» **Required action**
The records should be copied out again with no alteration.

» **Records drawn from a dataset**
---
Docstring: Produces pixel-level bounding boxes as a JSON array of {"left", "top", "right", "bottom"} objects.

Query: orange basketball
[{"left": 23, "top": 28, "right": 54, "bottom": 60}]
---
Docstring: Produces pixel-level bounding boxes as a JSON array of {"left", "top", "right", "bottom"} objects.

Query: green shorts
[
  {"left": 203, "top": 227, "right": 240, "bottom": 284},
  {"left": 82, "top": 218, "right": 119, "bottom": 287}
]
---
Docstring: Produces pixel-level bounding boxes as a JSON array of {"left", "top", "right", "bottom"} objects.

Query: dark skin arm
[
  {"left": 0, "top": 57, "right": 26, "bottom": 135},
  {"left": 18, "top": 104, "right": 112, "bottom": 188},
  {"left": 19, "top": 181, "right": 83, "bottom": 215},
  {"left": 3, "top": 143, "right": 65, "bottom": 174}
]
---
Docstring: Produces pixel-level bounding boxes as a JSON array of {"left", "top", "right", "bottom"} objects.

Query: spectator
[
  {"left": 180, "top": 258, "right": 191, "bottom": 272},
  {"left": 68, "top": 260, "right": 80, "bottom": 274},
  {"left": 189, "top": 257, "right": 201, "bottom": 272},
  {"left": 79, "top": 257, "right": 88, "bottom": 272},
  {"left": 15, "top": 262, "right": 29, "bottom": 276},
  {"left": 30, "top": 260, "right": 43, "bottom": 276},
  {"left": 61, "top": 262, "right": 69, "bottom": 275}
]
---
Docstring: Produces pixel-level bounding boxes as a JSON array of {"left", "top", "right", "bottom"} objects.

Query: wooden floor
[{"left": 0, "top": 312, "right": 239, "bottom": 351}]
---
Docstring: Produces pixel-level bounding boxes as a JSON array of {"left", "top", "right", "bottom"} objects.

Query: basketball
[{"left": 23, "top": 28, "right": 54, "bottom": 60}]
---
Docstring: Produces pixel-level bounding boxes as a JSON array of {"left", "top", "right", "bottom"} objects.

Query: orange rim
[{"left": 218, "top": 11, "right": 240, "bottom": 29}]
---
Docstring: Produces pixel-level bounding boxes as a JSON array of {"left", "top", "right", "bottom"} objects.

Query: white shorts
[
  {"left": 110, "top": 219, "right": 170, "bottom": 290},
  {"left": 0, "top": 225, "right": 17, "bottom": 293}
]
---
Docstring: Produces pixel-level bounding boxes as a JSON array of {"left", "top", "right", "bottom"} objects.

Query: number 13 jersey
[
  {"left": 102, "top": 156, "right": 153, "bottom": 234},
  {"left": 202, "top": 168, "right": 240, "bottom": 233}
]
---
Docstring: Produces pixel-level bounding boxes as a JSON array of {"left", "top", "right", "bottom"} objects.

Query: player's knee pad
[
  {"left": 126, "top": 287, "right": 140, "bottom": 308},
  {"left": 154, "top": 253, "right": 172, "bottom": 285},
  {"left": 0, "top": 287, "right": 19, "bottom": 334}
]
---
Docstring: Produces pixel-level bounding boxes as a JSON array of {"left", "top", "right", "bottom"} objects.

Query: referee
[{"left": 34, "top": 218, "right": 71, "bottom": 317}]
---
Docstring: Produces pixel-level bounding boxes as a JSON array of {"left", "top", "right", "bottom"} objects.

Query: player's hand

» **Response box**
---
Docstring: Produces pixel-level bounding boxes as a JSON array of {"left", "top", "right", "bottom"} objects.

Query: orange basketball
[{"left": 23, "top": 28, "right": 54, "bottom": 60}]
---
Docstring: Produces pixel-level bounding boxes as a JSON array of {"left", "top", "right", "bottom"} objects.

Query: green shorts
[
  {"left": 203, "top": 227, "right": 240, "bottom": 284},
  {"left": 82, "top": 218, "right": 119, "bottom": 287}
]
---
Docstring: Produces pixel-level bounding boxes as a JSON array of {"left", "top", "right", "bottom"} objects.

Query: dark skin arm
[
  {"left": 0, "top": 57, "right": 26, "bottom": 135},
  {"left": 18, "top": 104, "right": 112, "bottom": 188},
  {"left": 19, "top": 181, "right": 83, "bottom": 215},
  {"left": 3, "top": 143, "right": 65, "bottom": 174}
]
---
Docstring: Produces pixel-level bounding boxes as a JSON array of {"left", "top", "right", "bottom"} objects.

Query: spectator
[
  {"left": 180, "top": 258, "right": 191, "bottom": 272},
  {"left": 68, "top": 260, "right": 80, "bottom": 274},
  {"left": 189, "top": 257, "right": 201, "bottom": 272},
  {"left": 79, "top": 257, "right": 88, "bottom": 272},
  {"left": 15, "top": 262, "right": 29, "bottom": 276},
  {"left": 30, "top": 260, "right": 43, "bottom": 276},
  {"left": 61, "top": 262, "right": 69, "bottom": 275}
]
---
Docstring: Produces pixel-level bounding boxes as a JSON array of {"left", "top", "right", "bottom"} objects.

Query: wooden floor
[{"left": 0, "top": 312, "right": 239, "bottom": 351}]
---
Docstring: Produces pixel-level bounding boxes as a JSON array of {"left", "top", "right", "bottom"} objects.

Query: basketball
[{"left": 23, "top": 28, "right": 54, "bottom": 60}]
---
Docstring: Produces pixel-level bounding boxes as a JSON array of {"left", "top", "right", "bottom"} objects.

Query: orange rim
[{"left": 218, "top": 11, "right": 240, "bottom": 29}]
---
Docstring: Produces pixel-level bounding boxes as a JSON array of {"left", "top", "right", "bottom"} objects.

Query: white shorts
[
  {"left": 110, "top": 219, "right": 170, "bottom": 290},
  {"left": 0, "top": 225, "right": 17, "bottom": 293}
]
---
Docstring: Produces pixel-level bounding boxes as a JSON array of {"left", "top", "right", "bottom"} objects.

Query: number 13 jersey
[
  {"left": 102, "top": 156, "right": 153, "bottom": 234},
  {"left": 202, "top": 168, "right": 240, "bottom": 233}
]
---
Docstring: Produces pixel-level bounding boxes as a JSON array of {"left", "top", "right", "bottom"} objects.

Query: player's knee pad
[
  {"left": 126, "top": 287, "right": 140, "bottom": 308},
  {"left": 154, "top": 253, "right": 172, "bottom": 285},
  {"left": 0, "top": 287, "right": 19, "bottom": 334}
]
---
Docstring: Produces pixel-level bounding boxes as a JSON array of {"left", "top", "right", "bottom"} objects.

Query: referee
[{"left": 34, "top": 218, "right": 71, "bottom": 317}]
---
Docstring: Produces pixel-level bounding boxes as a JSON array of {"left", "top", "right", "bottom"} objects.

Query: player's hand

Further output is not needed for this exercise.